Source document:
────────────────
In May 2015, we gather in Ottawa to celebrate the unveiling of another statue – to Dr. John McCrae, author of the Great War poem “In Flanders Fields”. The poem is a rondeau, an elegant French poetic format of the 15th and 16th centuries. McCrae reportedly dashed it off in a few minutes after the funeral of a friend and then tossed it out, but it was retrieved by a colleague and published in Punch magazine.
http://www.artillery.net/beta/in-flanders-fields-lieutenant-colonel-john-mccrae-may-1915-may-2015/
The Royal Regiment of Canadian Artillery will be unveiling a statue in Ottawa on the 100th anniversary of the writing of “In Flanders Fields”. Lieutenant-Colonel John McCrae, artillery officer, physician and poet, wrote In Flanders Fields at the height of Second Ypres, one of the most bitter battles of World War I. The centenary of that poem falls at the beginning of May 2015.
Regards to all, Allan

Paul Nottingham
Reply to  Allan MacRae
September 16, 2014 2:11 am

Is there any relationship between yourself and Dr John McCrae?

Reply to  Paul Nottingham
September 16, 2014 9:20 am

Paul, I have no close blood relationship with Dr. John McCrae.
However, all MacRae’s of whatever variant of our name) are related, because about 90% of our adult men were killed at the Battle of Sheriffmuir in 1715. The battle was a draw between the Jacobites and the English, but it was a devastating loss for the Clan MacRae. Since then, we have been trying to get a better grip on our Highland tempers, and to exercise a bit more moderation in our actions. 🙂
We will commemorate the 200th anniversary of the Battle of Sheriffmuir at the battlefield in 2015.
Best, Allan

Reply to  Allan MacRae
September 17, 2014 5:18 am

Allan – Don’t you mean the 300th anniversary?

Reply to  Paul Nottingham
September 17, 2014 9:32 am

Phil
Yes – 300th Anniversary – seems like just yesterday…

Reply to  Paul Nottingham
September 17, 2014 11:47 pm

How could I forget?
200 years ago we were with the Stormont and Glengarry Militia at the Battle of Crysler’s Farm, in the War of 1812-14.
_____
Historical Notes:
The USA is by far the best neighbour Canada could ever ask for. Canada is now the largest foreign supplier of oil to the USA. We are still, I think, the largest bilateral trading partners in the world.
We have managed to get along and prosper together for two hundred years since our last unpleasantries during the War of 1812-14, when our side burned the White House and the Yanks burned Toronto.
────────────────
Listing:
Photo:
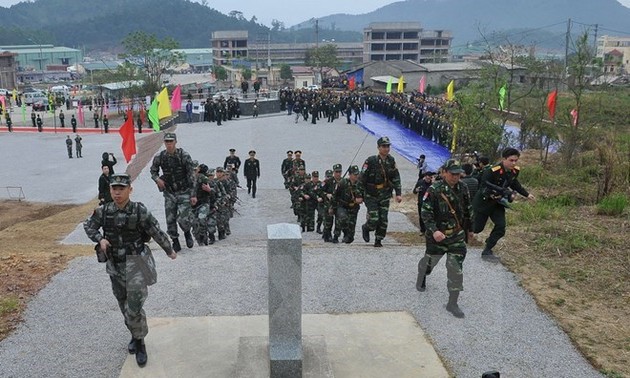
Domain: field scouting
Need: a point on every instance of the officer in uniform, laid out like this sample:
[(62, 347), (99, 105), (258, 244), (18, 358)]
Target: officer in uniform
[(494, 194), (446, 213), (252, 172), (178, 185), (346, 202), (379, 177), (127, 226)]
────────────────
Directive 1: Print everything in the comment thread from "Allan – Don’t" down to "could I forget?".
Directive 2:
Answer these questions using the comment thread:
(a) In which magazine was "In Flanders Fields" published?
(b) In what year was the Battle of Sheriffmuir fought?
(c) Which militia is named in connection with the Battle of Crysler's Farm?
The records are their own material, apart from the comment thread.

Solution 1:
Allan – Don’t you mean the 300th anniversary?

Reply to  Paul Nottingham
September 17, 2014 9:32 am

Phil
Yes – 300th Anniversary – seems like just yesterday…

Reply to  Paul Nottingham
September 17, 2014 11:47 pm

How could I forget?

Solution 2:
(a) Punch
(b) 1715
(c) The Stormont and Glengarry Militia